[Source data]

<<<<

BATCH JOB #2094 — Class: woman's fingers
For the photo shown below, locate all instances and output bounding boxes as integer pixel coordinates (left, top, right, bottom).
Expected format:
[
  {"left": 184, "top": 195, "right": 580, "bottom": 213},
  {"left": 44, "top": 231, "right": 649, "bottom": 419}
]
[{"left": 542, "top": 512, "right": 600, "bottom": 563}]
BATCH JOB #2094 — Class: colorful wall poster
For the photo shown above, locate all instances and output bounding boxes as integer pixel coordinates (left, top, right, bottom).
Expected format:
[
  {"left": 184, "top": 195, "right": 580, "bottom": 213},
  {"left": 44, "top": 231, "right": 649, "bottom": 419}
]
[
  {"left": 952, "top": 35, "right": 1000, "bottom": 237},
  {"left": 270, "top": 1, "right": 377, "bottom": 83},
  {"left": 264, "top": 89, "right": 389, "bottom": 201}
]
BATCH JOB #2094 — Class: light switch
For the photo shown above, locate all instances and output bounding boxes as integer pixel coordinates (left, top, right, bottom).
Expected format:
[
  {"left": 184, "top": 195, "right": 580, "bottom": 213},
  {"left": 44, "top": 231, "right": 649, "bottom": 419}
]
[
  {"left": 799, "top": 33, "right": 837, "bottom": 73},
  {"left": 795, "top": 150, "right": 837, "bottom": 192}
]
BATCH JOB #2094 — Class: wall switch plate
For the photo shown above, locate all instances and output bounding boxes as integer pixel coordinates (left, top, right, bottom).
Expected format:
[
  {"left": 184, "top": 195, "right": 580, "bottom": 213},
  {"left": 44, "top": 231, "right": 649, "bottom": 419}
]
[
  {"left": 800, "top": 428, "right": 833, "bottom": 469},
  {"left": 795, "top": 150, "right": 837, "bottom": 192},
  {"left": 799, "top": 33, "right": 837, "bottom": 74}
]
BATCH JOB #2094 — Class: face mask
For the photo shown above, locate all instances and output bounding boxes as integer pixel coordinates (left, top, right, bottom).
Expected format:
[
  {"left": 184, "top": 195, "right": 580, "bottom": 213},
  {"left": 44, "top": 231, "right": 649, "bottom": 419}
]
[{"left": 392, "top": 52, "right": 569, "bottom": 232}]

>>>>
<<<<

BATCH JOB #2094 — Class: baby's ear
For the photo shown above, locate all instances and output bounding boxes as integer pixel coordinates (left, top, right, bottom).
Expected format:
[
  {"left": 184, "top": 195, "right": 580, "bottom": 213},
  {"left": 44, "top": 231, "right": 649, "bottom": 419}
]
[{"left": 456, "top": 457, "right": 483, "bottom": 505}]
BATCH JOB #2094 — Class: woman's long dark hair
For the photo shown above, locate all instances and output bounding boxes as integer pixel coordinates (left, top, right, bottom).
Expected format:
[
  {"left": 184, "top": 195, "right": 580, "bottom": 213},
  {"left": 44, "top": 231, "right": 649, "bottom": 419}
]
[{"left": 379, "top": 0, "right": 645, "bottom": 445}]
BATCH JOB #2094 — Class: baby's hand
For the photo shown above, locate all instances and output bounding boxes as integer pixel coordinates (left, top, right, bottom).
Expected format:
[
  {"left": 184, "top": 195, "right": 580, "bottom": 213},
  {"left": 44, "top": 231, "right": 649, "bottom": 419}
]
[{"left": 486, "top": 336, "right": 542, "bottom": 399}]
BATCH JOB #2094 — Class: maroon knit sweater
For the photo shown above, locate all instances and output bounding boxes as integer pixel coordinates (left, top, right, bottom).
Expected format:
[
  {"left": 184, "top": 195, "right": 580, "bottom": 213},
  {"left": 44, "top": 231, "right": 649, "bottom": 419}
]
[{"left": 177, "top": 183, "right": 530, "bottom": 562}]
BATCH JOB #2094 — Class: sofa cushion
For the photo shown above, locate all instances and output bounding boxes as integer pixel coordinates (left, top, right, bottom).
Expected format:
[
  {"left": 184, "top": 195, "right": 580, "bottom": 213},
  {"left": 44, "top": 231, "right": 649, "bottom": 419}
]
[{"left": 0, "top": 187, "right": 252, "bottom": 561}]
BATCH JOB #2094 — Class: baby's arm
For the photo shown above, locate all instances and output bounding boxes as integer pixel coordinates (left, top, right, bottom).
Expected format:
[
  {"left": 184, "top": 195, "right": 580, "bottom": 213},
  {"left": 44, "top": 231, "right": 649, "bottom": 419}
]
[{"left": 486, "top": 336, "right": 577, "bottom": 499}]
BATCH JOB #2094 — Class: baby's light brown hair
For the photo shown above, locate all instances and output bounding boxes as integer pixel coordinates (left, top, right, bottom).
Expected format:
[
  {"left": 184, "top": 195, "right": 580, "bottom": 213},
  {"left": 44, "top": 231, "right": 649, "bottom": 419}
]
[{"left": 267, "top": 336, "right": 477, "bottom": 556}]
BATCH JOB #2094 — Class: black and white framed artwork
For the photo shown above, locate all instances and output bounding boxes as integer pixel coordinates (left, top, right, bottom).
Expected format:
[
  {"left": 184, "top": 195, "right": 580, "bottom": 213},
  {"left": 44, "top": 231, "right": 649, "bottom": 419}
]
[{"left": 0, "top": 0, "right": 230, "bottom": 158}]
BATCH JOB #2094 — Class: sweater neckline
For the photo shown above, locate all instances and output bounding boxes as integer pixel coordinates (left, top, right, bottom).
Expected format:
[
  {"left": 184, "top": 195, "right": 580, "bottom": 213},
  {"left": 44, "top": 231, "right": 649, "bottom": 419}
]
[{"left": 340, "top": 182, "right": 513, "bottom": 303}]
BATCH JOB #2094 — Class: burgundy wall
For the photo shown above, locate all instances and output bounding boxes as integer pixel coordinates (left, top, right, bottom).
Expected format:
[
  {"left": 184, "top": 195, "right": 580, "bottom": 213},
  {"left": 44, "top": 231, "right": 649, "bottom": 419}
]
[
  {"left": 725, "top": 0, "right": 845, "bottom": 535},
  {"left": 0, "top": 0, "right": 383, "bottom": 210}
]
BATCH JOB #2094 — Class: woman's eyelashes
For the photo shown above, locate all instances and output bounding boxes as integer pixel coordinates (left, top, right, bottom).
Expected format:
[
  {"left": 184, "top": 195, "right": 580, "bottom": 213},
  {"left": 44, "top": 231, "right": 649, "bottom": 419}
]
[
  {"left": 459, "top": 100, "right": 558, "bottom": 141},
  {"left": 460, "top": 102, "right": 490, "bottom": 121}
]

>>>>

YOUR TASK. List every line of the data above that contains the string "sweater".

OUTPUT.
BATCH JOB #2094 — Class: maroon knit sweater
BATCH JOB #2094 — Class: sweater neckline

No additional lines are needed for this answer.